(Stored records)
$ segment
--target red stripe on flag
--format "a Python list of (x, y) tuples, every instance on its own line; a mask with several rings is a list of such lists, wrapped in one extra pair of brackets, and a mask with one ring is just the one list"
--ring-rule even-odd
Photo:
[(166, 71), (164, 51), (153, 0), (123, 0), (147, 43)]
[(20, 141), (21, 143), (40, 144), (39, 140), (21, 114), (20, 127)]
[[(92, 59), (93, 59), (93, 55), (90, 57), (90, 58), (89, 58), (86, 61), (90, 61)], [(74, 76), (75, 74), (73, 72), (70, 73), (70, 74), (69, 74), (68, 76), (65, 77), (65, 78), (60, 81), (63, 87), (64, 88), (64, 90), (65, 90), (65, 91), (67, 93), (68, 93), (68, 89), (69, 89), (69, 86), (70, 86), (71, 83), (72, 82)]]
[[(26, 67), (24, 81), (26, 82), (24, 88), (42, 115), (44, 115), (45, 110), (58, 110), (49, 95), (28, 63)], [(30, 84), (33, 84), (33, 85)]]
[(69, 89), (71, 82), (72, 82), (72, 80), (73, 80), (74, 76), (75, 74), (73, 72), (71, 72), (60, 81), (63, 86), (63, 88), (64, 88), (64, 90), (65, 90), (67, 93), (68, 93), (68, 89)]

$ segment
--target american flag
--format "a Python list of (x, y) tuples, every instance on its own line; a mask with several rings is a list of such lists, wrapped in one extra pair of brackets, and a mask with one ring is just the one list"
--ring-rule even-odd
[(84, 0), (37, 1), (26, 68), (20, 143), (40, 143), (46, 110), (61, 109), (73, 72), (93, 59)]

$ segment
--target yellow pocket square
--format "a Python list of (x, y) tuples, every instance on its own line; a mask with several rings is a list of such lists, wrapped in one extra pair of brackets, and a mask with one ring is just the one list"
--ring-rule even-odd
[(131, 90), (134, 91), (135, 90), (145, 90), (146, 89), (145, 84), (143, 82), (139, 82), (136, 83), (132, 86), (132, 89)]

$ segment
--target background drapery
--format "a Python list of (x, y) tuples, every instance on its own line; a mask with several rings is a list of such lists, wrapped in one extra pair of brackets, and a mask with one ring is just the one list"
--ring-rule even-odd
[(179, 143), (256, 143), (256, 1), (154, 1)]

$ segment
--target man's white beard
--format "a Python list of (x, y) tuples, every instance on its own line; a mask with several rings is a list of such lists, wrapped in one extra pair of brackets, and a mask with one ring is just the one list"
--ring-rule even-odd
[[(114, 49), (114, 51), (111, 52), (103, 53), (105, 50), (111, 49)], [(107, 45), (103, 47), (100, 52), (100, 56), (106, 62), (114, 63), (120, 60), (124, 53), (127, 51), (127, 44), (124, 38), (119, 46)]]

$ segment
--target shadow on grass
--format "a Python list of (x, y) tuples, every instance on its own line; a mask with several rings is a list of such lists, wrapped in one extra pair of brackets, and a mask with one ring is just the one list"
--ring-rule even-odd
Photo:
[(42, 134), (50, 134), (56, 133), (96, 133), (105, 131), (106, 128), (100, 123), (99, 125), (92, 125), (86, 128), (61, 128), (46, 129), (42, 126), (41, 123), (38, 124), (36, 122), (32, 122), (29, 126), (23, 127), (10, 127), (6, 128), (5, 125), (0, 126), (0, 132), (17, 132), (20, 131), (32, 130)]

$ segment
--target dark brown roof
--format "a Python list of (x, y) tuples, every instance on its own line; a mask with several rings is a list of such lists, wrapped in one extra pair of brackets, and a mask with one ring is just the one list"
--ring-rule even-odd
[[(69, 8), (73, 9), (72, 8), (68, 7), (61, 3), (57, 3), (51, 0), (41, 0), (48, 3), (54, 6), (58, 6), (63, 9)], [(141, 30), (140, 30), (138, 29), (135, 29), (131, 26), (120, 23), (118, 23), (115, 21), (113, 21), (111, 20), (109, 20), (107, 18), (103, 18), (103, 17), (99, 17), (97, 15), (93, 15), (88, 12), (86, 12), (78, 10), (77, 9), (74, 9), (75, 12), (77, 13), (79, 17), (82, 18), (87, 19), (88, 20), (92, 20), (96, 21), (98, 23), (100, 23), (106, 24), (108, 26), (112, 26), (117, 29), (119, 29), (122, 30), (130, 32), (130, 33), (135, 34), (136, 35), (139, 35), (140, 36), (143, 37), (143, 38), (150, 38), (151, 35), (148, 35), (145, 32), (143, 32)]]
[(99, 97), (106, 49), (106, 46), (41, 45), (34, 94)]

• Directions: Update the items above by changing each "even-odd" to "nonzero" and leaving everything else as it is.

• Output below:
$ segment
--target red stripe on flag
--format "a Python list of (x, y) tuples, every instance on its own line; a mask with several rings is a list of such lists, wrapped in one extra pair of brackets, and a mask with one ring is just the one list"
--ring-rule nonzero
Photo:
[(166, 71), (164, 51), (153, 0), (123, 0), (147, 43)]
[(20, 141), (21, 143), (40, 144), (39, 140), (21, 114), (20, 127)]
[[(92, 59), (93, 59), (93, 55), (90, 57), (90, 58), (89, 58), (86, 61), (90, 61)], [(74, 76), (75, 74), (73, 72), (70, 73), (70, 74), (69, 74), (68, 76), (65, 77), (65, 78), (60, 81), (63, 87), (64, 88), (64, 90), (65, 90), (65, 91), (67, 93), (68, 93), (68, 89), (69, 89), (69, 86), (70, 86), (71, 83), (72, 82)]]
[[(26, 67), (24, 81), (26, 82), (24, 88), (42, 115), (44, 115), (45, 110), (58, 110), (49, 95), (28, 63)], [(30, 84), (33, 84), (33, 85)]]
[(69, 89), (71, 82), (72, 82), (72, 80), (73, 80), (74, 76), (75, 74), (73, 72), (71, 72), (60, 81), (63, 86), (63, 88), (64, 88), (64, 90), (65, 90), (67, 93), (68, 93), (68, 89)]

$ segment
--target american flag
--format "a Python list of (x, y) tuples, every instance on its own line; a mask with several rings is a list of such lists, wrapped in one extra pair of brackets, and a mask with one ring is just the one list"
--ring-rule nonzero
[(84, 0), (37, 1), (26, 68), (20, 143), (40, 143), (46, 110), (61, 109), (73, 72), (93, 59)]

$ segment
--target yellow pocket square
--format "a Python list of (x, y) tuples, every instance on its own line; a mask with several rings is a list of such lists, wrapped in one extra pair of brackets, and a mask with one ring is just the one list"
--ring-rule nonzero
[(131, 90), (134, 91), (135, 90), (145, 90), (146, 89), (145, 84), (143, 82), (139, 82), (136, 83), (132, 86), (132, 89)]

$ segment
--target background drapery
--format "a Python list of (x, y) tuples, every instance on its own line; a mask with several rings is a list of such lists, wrapped in one extra pair of brackets, and a mask with one ring is just the one list"
--ring-rule nonzero
[(179, 143), (256, 143), (256, 1), (154, 1)]

$ segment
--target man's white beard
--format "a Python list of (x, y) tuples, every instance on its own line; a mask with several rings is a list of such lists, wrapped in one extra pair of brackets, and a mask with one ring is just the one list"
--ring-rule nonzero
[[(114, 49), (114, 51), (111, 52), (103, 53), (105, 50), (111, 49)], [(107, 45), (103, 47), (100, 52), (100, 56), (106, 62), (114, 63), (120, 60), (124, 53), (127, 51), (127, 44), (124, 38), (119, 46)]]

$ segment
--target shadow on grass
--format "a Python list of (x, y) tuples, every instance on its own line; a mask with several rings is a list of such lists, wrapped in one extra pair of brackets, and a mask with one ring is just the one list"
--ring-rule nonzero
Photo:
[(42, 134), (50, 134), (56, 133), (96, 133), (105, 131), (106, 128), (100, 123), (99, 125), (92, 125), (86, 128), (61, 128), (46, 129), (42, 126), (41, 123), (38, 124), (36, 122), (32, 122), (29, 126), (23, 127), (10, 127), (6, 128), (5, 125), (0, 126), (0, 132), (17, 132), (20, 131), (32, 130)]

$ segment
--target dark brown roof
--format "a Python list of (x, y) tuples, every instance on its own line; a mask with several rings is a list of such lists, wrapped in one extra pair of brackets, and a mask with one ring is just the one list"
--ring-rule nonzero
[[(69, 8), (73, 9), (72, 8), (68, 7), (61, 3), (57, 3), (51, 0), (41, 0), (48, 3), (54, 6), (58, 6), (63, 9)], [(141, 30), (140, 30), (138, 29), (135, 29), (131, 26), (120, 23), (118, 23), (115, 21), (113, 21), (111, 20), (109, 20), (107, 18), (103, 18), (103, 17), (99, 17), (97, 15), (93, 15), (88, 12), (86, 12), (78, 10), (77, 9), (74, 9), (75, 12), (77, 13), (79, 17), (82, 18), (87, 19), (88, 20), (92, 20), (96, 21), (98, 23), (100, 23), (106, 24), (108, 26), (112, 26), (117, 29), (119, 29), (122, 30), (130, 32), (130, 33), (135, 34), (136, 35), (139, 35), (140, 36), (143, 37), (143, 38), (150, 38), (151, 35), (148, 35), (145, 32), (143, 32)]]
[(99, 97), (106, 49), (106, 46), (41, 45), (34, 94)]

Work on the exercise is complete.